資源エネルギー庁が示した運転期間に関する3つの選択肢(資源エネルギー庁発表資料より引用)

総合資源エネルギー調査会の原子力小委員会(委員長=山口彰・原子力安全研究協会理事)は11月8日、主に原子力発電所の運転期間のあり方を中心に議論した。〈配布資料は こちら

8日の同小委員会会合で、資源エネルギー庁は、いずれも原子炉等規制法に基づく安全性の確認を大前提に、今後の運転期間のあり方について、

  1. 現行の原子炉等規制法にある上限規定(最大60年)を維持
  2. 特段の上限規制を設けない(ベースとなる運転期間を設定した上で追加延長には上限を設けない、など)
  3. 一定の運転期間上限は設けつつ、現行の上限規定に対し追加的な延長の余地は勘案(新たな規制対応に伴う運転停止期間を算入しないいわゆる「時計を止める」、など)

――の選択肢を提示し、委員らに意見を求めた。

運転期間の延長を含む既存プラントの最大限活用については、「原子力政策の今後の進め方」[1]8月24日のGX実行会議で経済産業相が提出した「日本のエネルギーの安定供給の再構築」に記載の中で課題の一つにあがったことから、同小委員会では今秋より検討に着手。一方、原子力規制委員会は、10月15日の定例会合で資源エネルギー庁よりヒアリングを行い、「運転期間に係る方針は利用政策側の法体系の中で検討される。規制側としては、高経年化した原子炉の安全確認のための規制について明確化する」ことを確認。これに基づき、同委は、11月2日の定例会合で、現行の運転期間延長認可と高経年化技術評価の2者を統合する新たな制度案を提示し検討を開始した。新たな制度案は、運転開始から30年以降、10年を超えない期間ごとに、安全上重要な機器の劣化状況を把握し経年劣化に関する技術評価を行うとともに、その評価結果に基づく施設の劣化を管理する「長期施設管理計画」を策定するよう事業者に対し義務付けるというもの。運転期間の上限については言及していないものの、規制委の山中伸介委員長は「現行制度よりはるかに厳しい規制となる」と述べている〈既報〉。

提示資料:
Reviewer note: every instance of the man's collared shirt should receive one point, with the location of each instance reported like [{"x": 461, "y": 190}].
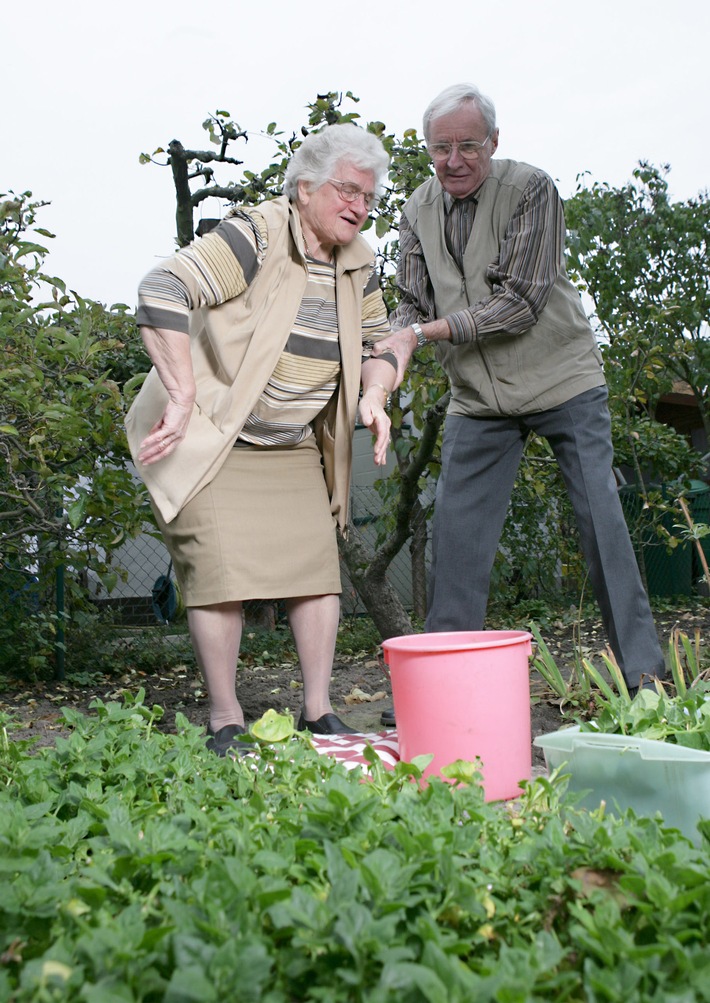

課題の内容: 原子力発電所の運転期間をめぐる記事を、最後の文に続けて書き進めてください。 一覧は参照しなくてもかまいません。

課題の解答:
8日の原子力小委員会会合で、杉本達治委員(福井県知事)は、昨夏に国内初の40年超運転を開始した関西電力美浜3号機を例に、長期運転に向けた取組を充実化していく必要性を述べた上で、運転期間延長に関し、利用側と規制側との整合性ある制度設計を求めるとともに、「古くなれば安全性が損なわれる可能性も高まる。住民の安全・安心を最優先に国が運転期間に責任を持つべき」と訴えかけた。

また、技術的観点から、竹下健二委員長代理(東京工業大学名誉教授)は、「基本的に運転期間は、中性子照射脆化やコンクリート劣化などを含め、炉の安全性が科学的に確認できる場合は60年を超えて運転を認めるのが合理的」と説明。

専門委員として出席した原産協会の新井史朗理事長は、「エネルギー安定供給と国際的公約である2030年46%削減[2]2021年4月に菅首相が表明した2030年度に温室効果ガスを2013年度から46%削減するという目標、2050年カーボンニュートラルの達成に向けて、既存炉の早期再稼働の実現とともに、運転期間延長を含む原子力の最大限活用が不可欠」と述べた。〈発言内容は こちら

同小委員会では今回、資源エネルギー庁が提示した運転期間のあり方に関する3つの選択肢に対し、特段の採否表明は求めていないが、委員からは、この他に、経済に及ぼす影響、政策上の整理を行う必要性、技術基準の明確化、バックエンド対策、司法判断に伴って生じた運転停止期間の除外の是非に関し意見があった。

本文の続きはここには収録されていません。